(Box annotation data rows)
════════════════
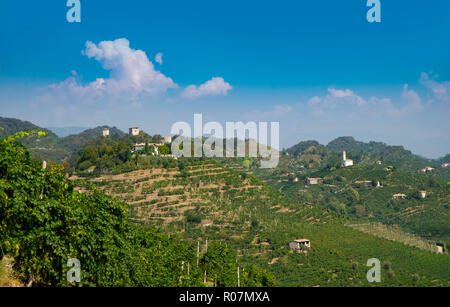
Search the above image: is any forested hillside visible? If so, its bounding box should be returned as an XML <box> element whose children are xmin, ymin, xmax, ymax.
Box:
<box><xmin>0</xmin><ymin>117</ymin><xmax>125</xmax><ymax>163</ymax></box>
<box><xmin>71</xmin><ymin>157</ymin><xmax>450</xmax><ymax>286</ymax></box>
<box><xmin>0</xmin><ymin>133</ymin><xmax>273</xmax><ymax>286</ymax></box>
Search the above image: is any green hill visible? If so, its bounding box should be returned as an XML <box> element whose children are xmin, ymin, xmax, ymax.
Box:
<box><xmin>71</xmin><ymin>157</ymin><xmax>450</xmax><ymax>286</ymax></box>
<box><xmin>0</xmin><ymin>117</ymin><xmax>125</xmax><ymax>163</ymax></box>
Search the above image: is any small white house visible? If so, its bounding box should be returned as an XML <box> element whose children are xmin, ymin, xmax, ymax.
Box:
<box><xmin>342</xmin><ymin>150</ymin><xmax>353</xmax><ymax>167</ymax></box>
<box><xmin>129</xmin><ymin>127</ymin><xmax>139</xmax><ymax>135</ymax></box>
<box><xmin>289</xmin><ymin>239</ymin><xmax>311</xmax><ymax>250</ymax></box>
<box><xmin>420</xmin><ymin>191</ymin><xmax>427</xmax><ymax>198</ymax></box>
<box><xmin>392</xmin><ymin>193</ymin><xmax>406</xmax><ymax>199</ymax></box>
<box><xmin>306</xmin><ymin>178</ymin><xmax>323</xmax><ymax>185</ymax></box>
<box><xmin>355</xmin><ymin>180</ymin><xmax>372</xmax><ymax>188</ymax></box>
<box><xmin>420</xmin><ymin>166</ymin><xmax>434</xmax><ymax>173</ymax></box>
<box><xmin>164</xmin><ymin>136</ymin><xmax>172</xmax><ymax>144</ymax></box>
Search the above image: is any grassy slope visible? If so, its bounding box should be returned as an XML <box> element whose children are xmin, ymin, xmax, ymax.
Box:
<box><xmin>72</xmin><ymin>162</ymin><xmax>450</xmax><ymax>286</ymax></box>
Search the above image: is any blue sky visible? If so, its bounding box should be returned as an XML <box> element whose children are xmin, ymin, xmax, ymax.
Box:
<box><xmin>0</xmin><ymin>0</ymin><xmax>450</xmax><ymax>158</ymax></box>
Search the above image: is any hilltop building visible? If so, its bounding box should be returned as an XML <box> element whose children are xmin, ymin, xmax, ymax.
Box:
<box><xmin>392</xmin><ymin>193</ymin><xmax>406</xmax><ymax>199</ymax></box>
<box><xmin>132</xmin><ymin>143</ymin><xmax>163</xmax><ymax>156</ymax></box>
<box><xmin>342</xmin><ymin>150</ymin><xmax>353</xmax><ymax>167</ymax></box>
<box><xmin>420</xmin><ymin>166</ymin><xmax>434</xmax><ymax>173</ymax></box>
<box><xmin>355</xmin><ymin>180</ymin><xmax>372</xmax><ymax>188</ymax></box>
<box><xmin>129</xmin><ymin>127</ymin><xmax>139</xmax><ymax>135</ymax></box>
<box><xmin>420</xmin><ymin>191</ymin><xmax>427</xmax><ymax>198</ymax></box>
<box><xmin>289</xmin><ymin>239</ymin><xmax>311</xmax><ymax>250</ymax></box>
<box><xmin>164</xmin><ymin>136</ymin><xmax>172</xmax><ymax>144</ymax></box>
<box><xmin>306</xmin><ymin>178</ymin><xmax>323</xmax><ymax>185</ymax></box>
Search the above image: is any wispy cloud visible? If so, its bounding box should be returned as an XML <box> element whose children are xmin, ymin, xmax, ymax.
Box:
<box><xmin>155</xmin><ymin>52</ymin><xmax>163</xmax><ymax>65</ymax></box>
<box><xmin>181</xmin><ymin>77</ymin><xmax>232</xmax><ymax>99</ymax></box>
<box><xmin>419</xmin><ymin>72</ymin><xmax>450</xmax><ymax>103</ymax></box>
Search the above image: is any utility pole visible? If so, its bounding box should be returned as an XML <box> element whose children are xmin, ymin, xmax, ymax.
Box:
<box><xmin>197</xmin><ymin>241</ymin><xmax>200</xmax><ymax>266</ymax></box>
<box><xmin>238</xmin><ymin>267</ymin><xmax>241</xmax><ymax>287</ymax></box>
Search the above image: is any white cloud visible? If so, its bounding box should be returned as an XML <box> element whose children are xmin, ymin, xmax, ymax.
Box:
<box><xmin>155</xmin><ymin>52</ymin><xmax>163</xmax><ymax>65</ymax></box>
<box><xmin>419</xmin><ymin>72</ymin><xmax>450</xmax><ymax>103</ymax></box>
<box><xmin>369</xmin><ymin>84</ymin><xmax>423</xmax><ymax>116</ymax></box>
<box><xmin>46</xmin><ymin>38</ymin><xmax>178</xmax><ymax>103</ymax></box>
<box><xmin>182</xmin><ymin>77</ymin><xmax>232</xmax><ymax>99</ymax></box>
<box><xmin>308</xmin><ymin>88</ymin><xmax>366</xmax><ymax>108</ymax></box>
<box><xmin>308</xmin><ymin>84</ymin><xmax>423</xmax><ymax>116</ymax></box>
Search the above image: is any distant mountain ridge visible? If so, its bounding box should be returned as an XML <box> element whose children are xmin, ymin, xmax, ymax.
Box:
════════════════
• **Problem details**: Find each line above that contains the word "mountain" and copy those lines out in full.

• **The reply**:
Search the above image: is any distant mountain ridge visible? If so, its bounding box should be returned as an XML <box> element whose children are xmin, ymin, xmax, ymax.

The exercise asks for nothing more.